══ EXERCISE INPUTS ══

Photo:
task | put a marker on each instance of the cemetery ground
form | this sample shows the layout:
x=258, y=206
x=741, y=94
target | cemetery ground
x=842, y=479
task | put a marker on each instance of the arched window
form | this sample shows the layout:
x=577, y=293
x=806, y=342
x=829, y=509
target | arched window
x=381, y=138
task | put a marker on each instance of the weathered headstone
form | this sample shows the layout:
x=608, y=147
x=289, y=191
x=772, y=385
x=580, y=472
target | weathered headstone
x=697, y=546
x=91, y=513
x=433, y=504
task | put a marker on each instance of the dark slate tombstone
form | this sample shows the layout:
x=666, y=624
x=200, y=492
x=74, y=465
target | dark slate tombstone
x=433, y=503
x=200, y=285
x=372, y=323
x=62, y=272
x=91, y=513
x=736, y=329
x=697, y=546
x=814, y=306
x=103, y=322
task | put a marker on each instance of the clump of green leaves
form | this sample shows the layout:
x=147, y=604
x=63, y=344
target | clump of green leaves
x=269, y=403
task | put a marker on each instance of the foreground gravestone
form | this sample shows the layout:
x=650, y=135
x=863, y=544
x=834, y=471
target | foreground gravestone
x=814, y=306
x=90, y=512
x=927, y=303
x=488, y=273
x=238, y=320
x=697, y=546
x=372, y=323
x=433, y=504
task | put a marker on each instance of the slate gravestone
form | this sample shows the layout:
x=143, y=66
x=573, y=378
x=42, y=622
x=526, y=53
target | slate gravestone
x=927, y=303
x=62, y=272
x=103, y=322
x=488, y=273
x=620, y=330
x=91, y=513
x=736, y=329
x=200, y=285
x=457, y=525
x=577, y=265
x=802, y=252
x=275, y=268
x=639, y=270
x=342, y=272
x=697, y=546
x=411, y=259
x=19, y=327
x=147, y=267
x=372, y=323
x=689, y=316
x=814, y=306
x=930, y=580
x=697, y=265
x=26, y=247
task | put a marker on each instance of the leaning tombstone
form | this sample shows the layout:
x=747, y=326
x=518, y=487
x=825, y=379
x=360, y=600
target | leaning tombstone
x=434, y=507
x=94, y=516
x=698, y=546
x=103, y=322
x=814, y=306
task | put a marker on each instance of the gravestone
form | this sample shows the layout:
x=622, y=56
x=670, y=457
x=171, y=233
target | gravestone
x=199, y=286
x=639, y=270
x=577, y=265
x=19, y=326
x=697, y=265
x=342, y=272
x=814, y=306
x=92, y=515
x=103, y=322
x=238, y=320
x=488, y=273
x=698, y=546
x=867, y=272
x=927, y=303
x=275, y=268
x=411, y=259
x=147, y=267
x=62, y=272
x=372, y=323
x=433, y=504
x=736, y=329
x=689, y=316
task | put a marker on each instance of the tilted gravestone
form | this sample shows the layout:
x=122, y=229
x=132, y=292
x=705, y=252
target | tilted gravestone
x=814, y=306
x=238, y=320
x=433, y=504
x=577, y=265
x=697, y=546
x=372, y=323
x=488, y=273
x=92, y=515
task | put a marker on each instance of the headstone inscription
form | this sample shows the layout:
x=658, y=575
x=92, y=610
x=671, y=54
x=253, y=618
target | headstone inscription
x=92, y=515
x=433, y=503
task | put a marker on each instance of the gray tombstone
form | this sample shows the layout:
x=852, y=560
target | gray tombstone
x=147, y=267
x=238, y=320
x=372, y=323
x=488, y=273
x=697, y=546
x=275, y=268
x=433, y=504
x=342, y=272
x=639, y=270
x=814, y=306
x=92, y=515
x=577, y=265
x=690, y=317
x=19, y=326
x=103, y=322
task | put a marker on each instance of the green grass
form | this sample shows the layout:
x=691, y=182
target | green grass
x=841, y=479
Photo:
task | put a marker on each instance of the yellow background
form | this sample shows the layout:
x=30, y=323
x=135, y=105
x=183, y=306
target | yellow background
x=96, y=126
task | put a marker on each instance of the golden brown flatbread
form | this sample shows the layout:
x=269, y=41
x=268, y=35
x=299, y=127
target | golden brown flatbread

═══

=== SHORT TASK ===
Reproduce the lines starting with the line with "task | put a marker on each instance of the tilted" and going on through the line with "x=96, y=126", swapping "tombstone" for "grave slab" and leaving everything else unchanged.

=== RESULT ===
task | put a marker on each instance of the tilted gravestone
form | this sample shows the layout:
x=122, y=229
x=132, y=292
x=705, y=252
target | tilted gravestone
x=814, y=306
x=238, y=320
x=433, y=504
x=577, y=265
x=697, y=546
x=372, y=323
x=488, y=273
x=92, y=515
task | put a marker on each instance of the headstone inscription
form | this sample shows the layout:
x=658, y=575
x=92, y=610
x=671, y=54
x=253, y=618
target | headstone inscription
x=92, y=515
x=433, y=503
task | put a marker on each instance of the gray grave slab
form | this sample shows the layout:
x=852, y=560
target | gray grave slab
x=147, y=267
x=238, y=320
x=372, y=323
x=488, y=273
x=697, y=546
x=275, y=268
x=433, y=504
x=342, y=272
x=639, y=270
x=814, y=306
x=92, y=515
x=577, y=265
x=690, y=317
x=19, y=326
x=103, y=322
task | put a marker on each instance of the green grass
form | this sample shows the layout:
x=691, y=182
target | green grass
x=841, y=479
Photo:
task | put a marker on each instance of the yellow background
form | this sample shows the layout:
x=30, y=323
x=135, y=105
x=183, y=306
target | yellow background
x=96, y=126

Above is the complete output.